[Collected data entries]

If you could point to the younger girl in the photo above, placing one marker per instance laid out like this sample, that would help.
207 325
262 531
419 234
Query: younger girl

*Exercise goal*
The whole of the data above must be given again, unaltered and complete.

*Answer area*
If you could point to the younger girl in the photo above, placing one marker per instance laid out like this sample, that would help.
207 325
262 531
419 234
Query: younger girl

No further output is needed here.